• DATA FOR THIS TASK
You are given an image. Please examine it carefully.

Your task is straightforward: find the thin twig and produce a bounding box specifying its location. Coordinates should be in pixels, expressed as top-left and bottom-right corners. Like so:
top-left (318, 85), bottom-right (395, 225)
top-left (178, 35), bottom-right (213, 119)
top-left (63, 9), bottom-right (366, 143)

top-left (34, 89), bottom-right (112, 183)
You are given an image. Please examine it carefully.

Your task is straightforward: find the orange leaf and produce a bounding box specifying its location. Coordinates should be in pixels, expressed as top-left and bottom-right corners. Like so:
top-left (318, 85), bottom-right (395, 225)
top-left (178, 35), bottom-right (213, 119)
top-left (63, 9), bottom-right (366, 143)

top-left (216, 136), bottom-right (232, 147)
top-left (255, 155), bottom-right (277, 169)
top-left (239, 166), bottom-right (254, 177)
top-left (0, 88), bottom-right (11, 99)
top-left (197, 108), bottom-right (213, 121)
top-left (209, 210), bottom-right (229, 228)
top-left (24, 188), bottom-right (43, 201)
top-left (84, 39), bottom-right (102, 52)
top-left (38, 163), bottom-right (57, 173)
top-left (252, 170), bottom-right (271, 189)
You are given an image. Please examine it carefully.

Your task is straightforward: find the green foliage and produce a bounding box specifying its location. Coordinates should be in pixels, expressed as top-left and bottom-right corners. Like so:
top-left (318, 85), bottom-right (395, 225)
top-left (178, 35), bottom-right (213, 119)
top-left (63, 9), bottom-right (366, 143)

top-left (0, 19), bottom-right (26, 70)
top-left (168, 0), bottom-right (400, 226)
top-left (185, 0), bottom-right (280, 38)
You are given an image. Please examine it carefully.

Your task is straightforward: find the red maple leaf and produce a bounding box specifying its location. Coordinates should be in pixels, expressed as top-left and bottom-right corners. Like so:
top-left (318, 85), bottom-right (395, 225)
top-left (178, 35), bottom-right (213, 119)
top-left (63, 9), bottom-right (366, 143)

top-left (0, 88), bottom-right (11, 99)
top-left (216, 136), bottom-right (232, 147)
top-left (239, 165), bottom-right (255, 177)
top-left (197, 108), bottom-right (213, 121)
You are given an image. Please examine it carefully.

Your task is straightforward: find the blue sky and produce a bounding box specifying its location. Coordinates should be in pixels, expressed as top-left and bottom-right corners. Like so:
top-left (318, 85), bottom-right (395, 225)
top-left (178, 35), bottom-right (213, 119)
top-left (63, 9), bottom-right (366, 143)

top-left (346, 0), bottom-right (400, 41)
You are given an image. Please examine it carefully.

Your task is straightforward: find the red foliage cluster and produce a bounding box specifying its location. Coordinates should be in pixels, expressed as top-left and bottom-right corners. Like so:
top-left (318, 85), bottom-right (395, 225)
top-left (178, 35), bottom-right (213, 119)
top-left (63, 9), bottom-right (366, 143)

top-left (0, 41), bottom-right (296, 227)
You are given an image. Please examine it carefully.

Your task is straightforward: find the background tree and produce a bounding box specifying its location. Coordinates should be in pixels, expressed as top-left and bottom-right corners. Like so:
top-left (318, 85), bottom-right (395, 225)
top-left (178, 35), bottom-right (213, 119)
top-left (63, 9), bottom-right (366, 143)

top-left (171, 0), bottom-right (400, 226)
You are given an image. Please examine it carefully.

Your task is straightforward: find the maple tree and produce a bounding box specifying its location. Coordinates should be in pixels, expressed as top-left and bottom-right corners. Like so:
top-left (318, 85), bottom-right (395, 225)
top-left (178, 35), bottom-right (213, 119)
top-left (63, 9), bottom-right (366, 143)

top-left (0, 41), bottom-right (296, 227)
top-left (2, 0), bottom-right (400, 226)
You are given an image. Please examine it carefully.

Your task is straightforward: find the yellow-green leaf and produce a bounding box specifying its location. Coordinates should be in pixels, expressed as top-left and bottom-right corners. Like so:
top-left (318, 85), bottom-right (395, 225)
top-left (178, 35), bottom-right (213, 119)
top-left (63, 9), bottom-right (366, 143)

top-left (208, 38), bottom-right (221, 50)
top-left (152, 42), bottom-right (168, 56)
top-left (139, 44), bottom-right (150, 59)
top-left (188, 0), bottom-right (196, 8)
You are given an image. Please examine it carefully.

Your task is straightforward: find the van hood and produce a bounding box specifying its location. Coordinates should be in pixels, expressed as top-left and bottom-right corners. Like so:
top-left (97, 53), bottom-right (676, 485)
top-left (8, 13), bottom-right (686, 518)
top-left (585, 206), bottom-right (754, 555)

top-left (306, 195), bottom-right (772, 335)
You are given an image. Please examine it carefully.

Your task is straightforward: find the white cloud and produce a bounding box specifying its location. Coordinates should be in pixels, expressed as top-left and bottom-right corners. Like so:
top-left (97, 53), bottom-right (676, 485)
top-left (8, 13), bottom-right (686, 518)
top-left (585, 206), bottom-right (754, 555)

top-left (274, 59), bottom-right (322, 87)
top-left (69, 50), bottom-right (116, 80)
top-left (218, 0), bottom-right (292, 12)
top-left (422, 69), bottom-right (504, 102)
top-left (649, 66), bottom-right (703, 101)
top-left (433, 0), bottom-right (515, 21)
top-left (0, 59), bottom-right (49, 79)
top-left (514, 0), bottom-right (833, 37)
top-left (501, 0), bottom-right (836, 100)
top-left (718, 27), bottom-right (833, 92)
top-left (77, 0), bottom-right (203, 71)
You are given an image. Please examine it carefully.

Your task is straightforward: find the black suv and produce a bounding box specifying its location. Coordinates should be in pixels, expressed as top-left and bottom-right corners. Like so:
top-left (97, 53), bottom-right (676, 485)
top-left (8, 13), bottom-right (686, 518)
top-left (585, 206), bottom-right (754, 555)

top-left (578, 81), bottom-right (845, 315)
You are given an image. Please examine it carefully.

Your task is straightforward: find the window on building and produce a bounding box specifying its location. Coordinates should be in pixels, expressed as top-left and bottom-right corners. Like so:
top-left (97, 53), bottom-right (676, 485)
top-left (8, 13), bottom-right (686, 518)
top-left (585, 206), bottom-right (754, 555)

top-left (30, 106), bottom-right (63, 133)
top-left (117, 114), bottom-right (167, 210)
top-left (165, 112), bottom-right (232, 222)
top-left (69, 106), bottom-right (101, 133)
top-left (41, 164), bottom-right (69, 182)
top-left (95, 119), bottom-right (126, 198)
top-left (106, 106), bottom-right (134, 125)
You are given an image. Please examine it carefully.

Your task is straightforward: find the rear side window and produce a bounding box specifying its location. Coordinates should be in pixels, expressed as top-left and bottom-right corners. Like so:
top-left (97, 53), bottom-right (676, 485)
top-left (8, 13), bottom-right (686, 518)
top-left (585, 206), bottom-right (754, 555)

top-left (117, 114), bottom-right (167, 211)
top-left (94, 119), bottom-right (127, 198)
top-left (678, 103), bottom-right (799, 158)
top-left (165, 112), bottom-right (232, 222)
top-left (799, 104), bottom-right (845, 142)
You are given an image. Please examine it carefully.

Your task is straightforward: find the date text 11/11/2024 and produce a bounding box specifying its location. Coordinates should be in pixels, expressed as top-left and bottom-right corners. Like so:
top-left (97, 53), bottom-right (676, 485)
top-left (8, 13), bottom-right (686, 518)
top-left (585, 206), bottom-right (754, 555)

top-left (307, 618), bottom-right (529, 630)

• WORK INSTRUCTION
List each line in the listing that contains the string "maple".

• RESULT OF THE TASK
Your task is straightforward: find the red maple leaf and produce a bounding box specifying its location. Coordinates should be in pixels, expressed as top-left and bottom-right corners. Like so:
Your task is straightforward: find the maple tree and produce a bounding box specifying its location. Coordinates should be in pixels, expressed as top-left and bottom-right corners. Like so:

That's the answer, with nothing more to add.